- **Stored data**:
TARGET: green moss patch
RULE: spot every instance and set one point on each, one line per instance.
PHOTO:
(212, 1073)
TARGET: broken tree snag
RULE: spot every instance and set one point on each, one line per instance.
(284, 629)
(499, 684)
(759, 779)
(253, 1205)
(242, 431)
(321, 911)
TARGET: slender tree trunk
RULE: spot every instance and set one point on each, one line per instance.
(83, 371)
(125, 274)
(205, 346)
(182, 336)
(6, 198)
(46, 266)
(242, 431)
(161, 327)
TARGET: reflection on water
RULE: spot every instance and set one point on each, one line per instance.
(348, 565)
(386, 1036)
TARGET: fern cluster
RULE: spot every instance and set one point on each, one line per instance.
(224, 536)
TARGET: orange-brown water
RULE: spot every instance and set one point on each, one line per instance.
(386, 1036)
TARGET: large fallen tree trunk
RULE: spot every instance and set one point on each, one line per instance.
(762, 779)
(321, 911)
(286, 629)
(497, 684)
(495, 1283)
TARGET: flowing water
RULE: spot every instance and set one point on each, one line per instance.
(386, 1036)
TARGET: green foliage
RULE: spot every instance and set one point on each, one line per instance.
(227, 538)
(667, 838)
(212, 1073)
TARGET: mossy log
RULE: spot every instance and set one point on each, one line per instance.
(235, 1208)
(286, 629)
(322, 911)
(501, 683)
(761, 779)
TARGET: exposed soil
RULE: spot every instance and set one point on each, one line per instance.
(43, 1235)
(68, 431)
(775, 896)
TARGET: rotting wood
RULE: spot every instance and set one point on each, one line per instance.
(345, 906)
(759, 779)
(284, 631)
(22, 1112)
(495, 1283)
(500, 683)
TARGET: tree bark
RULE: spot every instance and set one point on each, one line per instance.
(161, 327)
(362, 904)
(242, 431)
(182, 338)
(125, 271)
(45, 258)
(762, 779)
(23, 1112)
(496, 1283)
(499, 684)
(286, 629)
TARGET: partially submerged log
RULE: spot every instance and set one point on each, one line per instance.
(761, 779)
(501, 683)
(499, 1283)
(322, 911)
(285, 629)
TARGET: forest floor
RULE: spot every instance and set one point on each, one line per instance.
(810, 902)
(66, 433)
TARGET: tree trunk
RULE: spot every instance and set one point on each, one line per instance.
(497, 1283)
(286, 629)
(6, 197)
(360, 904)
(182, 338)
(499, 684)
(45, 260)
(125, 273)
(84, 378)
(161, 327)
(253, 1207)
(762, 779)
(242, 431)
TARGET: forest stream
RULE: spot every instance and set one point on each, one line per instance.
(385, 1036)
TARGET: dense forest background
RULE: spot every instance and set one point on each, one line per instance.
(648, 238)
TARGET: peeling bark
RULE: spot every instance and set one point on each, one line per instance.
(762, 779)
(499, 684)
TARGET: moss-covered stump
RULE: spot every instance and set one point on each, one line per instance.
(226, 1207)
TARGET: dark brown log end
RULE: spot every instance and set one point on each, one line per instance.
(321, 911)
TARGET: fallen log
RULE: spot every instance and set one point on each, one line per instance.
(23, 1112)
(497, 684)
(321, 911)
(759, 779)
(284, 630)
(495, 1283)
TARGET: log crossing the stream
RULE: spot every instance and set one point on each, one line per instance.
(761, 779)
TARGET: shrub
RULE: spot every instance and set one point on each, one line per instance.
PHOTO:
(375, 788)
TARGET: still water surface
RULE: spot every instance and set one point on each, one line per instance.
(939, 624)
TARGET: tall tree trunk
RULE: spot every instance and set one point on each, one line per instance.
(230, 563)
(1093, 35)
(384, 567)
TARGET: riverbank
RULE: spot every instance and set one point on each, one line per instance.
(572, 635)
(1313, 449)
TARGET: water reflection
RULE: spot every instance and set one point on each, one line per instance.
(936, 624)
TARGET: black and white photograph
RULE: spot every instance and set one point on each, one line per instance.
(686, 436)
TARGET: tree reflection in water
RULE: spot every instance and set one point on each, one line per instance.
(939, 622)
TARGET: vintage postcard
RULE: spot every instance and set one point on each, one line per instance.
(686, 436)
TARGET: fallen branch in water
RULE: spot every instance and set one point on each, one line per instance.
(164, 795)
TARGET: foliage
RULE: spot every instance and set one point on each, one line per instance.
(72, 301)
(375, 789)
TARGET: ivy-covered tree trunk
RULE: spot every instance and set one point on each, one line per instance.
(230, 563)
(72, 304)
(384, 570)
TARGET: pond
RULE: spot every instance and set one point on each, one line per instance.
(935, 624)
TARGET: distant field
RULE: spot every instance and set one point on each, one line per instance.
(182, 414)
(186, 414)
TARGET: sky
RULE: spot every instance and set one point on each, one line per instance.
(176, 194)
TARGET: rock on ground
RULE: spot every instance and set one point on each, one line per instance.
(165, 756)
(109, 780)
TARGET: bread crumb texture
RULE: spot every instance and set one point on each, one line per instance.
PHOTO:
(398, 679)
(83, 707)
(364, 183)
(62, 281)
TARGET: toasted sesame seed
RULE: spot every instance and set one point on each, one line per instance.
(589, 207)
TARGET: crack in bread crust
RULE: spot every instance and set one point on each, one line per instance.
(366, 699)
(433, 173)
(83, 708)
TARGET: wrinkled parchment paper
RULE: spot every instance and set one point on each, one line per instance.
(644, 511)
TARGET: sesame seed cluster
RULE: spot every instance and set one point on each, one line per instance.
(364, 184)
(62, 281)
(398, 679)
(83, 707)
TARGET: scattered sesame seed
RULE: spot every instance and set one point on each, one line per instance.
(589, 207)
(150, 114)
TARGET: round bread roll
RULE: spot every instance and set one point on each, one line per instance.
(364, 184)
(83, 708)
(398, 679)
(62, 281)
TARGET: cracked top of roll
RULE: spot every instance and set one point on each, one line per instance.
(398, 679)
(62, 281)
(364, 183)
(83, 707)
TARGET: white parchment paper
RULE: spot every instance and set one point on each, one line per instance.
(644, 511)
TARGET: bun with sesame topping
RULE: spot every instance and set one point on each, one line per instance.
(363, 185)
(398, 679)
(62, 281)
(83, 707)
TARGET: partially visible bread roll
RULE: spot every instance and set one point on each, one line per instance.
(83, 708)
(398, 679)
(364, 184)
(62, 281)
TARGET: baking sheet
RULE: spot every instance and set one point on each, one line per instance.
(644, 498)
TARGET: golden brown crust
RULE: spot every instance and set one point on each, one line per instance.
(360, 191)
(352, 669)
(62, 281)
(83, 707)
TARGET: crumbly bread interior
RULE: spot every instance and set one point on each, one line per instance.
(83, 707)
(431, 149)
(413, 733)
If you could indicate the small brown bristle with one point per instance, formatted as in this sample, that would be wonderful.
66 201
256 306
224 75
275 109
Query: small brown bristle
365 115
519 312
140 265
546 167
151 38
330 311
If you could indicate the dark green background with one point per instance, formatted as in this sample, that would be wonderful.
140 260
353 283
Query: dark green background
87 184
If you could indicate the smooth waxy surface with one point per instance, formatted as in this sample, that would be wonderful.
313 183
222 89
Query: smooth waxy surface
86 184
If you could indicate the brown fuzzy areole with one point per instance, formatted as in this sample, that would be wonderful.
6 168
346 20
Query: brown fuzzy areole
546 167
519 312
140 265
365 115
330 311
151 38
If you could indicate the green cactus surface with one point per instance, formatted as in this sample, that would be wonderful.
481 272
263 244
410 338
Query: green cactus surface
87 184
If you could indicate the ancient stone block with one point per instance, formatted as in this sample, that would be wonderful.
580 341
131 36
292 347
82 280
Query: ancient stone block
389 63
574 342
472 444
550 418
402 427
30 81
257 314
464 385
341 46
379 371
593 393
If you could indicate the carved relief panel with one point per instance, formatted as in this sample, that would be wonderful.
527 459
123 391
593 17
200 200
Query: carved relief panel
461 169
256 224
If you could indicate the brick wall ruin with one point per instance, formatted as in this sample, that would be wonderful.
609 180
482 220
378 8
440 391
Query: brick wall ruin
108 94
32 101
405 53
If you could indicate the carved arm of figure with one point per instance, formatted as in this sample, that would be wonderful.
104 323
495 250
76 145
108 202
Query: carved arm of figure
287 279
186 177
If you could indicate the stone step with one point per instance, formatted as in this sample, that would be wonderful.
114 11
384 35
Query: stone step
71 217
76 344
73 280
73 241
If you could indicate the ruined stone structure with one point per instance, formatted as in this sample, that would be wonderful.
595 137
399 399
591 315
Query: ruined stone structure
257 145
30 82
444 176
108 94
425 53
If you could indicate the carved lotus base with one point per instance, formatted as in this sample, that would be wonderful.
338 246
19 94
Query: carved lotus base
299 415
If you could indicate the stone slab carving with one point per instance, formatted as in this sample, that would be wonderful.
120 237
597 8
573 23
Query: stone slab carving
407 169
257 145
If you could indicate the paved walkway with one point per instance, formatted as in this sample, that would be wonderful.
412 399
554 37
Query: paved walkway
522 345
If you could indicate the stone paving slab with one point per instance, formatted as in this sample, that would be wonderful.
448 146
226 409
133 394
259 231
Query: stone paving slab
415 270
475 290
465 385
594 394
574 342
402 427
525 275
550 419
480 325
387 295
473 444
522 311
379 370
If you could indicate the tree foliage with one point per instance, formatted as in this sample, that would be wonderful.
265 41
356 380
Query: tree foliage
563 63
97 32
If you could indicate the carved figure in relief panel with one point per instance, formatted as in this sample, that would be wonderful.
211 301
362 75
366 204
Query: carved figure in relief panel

- **What you are asked to do**:
Render the lines starting at the one that contains "If you could indicate the stone paving" and ending with the last line of the material as a JSON list of strings, one string per line, with blank lines left out.

- **Written solution**:
[
  "If you could indicate the stone paving slab with one point per instance, formatted as in this sample, that would be wonderful.",
  "448 146",
  "226 409",
  "133 394",
  "259 231",
  "Query: stone paving slab",
  "415 270",
  "475 290",
  "465 385",
  "594 394",
  "574 342",
  "402 427",
  "525 275",
  "550 419",
  "480 325",
  "387 295",
  "473 444",
  "522 311",
  "379 370",
  "If you could indicate the tree foliage with one point per instance, formatted as in this sample, that would be wonderful.",
  "265 41",
  "356 380",
  "Query: tree foliage",
  "563 63",
  "97 32",
  "If you could indicate the carved figure in relief panel with one point per instance, formatted as in this sample, that would be wonderful.",
  "211 301",
  "362 75",
  "366 204",
  "Query: carved figure in relief panel"
]